(Data for this task Opens)

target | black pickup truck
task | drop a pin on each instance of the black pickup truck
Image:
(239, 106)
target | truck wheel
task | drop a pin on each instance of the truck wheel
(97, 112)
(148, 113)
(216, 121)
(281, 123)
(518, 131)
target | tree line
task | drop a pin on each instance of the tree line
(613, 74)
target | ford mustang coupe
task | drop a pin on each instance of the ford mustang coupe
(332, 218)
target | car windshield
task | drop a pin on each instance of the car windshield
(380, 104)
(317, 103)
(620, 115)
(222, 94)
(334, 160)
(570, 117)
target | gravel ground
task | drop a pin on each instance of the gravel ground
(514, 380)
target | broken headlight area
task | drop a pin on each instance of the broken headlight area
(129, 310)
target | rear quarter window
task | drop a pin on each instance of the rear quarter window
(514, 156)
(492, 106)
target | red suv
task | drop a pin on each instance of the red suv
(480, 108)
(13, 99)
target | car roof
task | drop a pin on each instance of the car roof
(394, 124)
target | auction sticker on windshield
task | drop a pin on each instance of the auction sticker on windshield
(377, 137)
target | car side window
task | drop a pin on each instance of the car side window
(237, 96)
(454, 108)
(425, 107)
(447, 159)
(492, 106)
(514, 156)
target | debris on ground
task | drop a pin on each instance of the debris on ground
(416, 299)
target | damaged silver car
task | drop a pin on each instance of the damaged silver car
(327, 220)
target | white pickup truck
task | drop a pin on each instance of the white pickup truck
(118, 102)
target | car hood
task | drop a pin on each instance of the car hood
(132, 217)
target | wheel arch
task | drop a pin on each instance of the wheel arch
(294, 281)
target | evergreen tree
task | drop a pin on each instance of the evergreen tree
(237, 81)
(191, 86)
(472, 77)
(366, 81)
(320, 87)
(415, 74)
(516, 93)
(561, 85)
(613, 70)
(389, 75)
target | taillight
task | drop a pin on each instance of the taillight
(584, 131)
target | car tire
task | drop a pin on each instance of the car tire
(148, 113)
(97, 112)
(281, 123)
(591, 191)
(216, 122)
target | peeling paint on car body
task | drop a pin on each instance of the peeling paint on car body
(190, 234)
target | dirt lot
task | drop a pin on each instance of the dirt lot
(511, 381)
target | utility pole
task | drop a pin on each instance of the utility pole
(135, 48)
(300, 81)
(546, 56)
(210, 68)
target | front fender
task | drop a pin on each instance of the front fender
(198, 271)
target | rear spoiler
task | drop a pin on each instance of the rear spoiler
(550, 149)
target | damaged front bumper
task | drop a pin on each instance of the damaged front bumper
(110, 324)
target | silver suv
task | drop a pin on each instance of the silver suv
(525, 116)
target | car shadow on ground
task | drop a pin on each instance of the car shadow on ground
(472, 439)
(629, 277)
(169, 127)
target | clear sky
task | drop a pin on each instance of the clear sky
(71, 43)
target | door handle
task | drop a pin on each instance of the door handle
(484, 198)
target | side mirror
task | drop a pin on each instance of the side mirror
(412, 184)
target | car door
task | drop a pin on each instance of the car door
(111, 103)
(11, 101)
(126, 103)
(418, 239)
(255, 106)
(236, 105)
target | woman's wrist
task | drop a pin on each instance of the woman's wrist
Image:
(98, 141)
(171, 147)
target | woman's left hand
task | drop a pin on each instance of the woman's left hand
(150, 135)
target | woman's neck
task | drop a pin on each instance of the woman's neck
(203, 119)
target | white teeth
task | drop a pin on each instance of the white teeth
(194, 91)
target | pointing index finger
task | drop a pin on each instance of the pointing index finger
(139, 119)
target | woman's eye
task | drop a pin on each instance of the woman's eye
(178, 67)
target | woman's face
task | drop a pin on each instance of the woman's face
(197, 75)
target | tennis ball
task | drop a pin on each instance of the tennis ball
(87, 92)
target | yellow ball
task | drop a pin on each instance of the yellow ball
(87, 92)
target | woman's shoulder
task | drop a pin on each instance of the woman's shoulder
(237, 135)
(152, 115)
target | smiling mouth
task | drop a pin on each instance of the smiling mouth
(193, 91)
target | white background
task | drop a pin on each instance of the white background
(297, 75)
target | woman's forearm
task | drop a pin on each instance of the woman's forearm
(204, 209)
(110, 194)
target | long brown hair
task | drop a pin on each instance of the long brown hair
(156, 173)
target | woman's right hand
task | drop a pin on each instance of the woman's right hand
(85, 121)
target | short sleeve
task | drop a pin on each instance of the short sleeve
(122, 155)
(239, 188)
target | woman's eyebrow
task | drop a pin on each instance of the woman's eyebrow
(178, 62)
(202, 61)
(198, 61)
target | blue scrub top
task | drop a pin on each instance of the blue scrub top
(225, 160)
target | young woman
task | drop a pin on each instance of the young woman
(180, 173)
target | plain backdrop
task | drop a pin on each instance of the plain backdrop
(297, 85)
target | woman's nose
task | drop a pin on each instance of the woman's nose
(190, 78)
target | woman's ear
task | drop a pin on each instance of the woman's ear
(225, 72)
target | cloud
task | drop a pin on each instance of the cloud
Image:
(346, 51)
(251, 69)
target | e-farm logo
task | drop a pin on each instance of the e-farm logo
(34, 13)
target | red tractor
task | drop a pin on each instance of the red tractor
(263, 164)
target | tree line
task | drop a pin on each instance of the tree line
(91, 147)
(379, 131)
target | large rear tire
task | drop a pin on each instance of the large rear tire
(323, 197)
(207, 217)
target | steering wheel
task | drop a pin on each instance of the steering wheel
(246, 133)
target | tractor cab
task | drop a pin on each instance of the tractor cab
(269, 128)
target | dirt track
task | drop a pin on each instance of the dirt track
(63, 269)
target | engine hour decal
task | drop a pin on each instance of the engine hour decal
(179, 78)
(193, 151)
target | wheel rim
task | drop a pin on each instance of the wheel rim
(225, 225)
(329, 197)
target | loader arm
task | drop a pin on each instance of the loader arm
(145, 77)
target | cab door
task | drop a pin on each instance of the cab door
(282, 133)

(Data for this task Closes)

**Problem statement**: Every line of the data that includes the word "wrist" should be copied.

**Task output**:
target | woman's wrist
task | drop a pin on each instance of the woman's wrist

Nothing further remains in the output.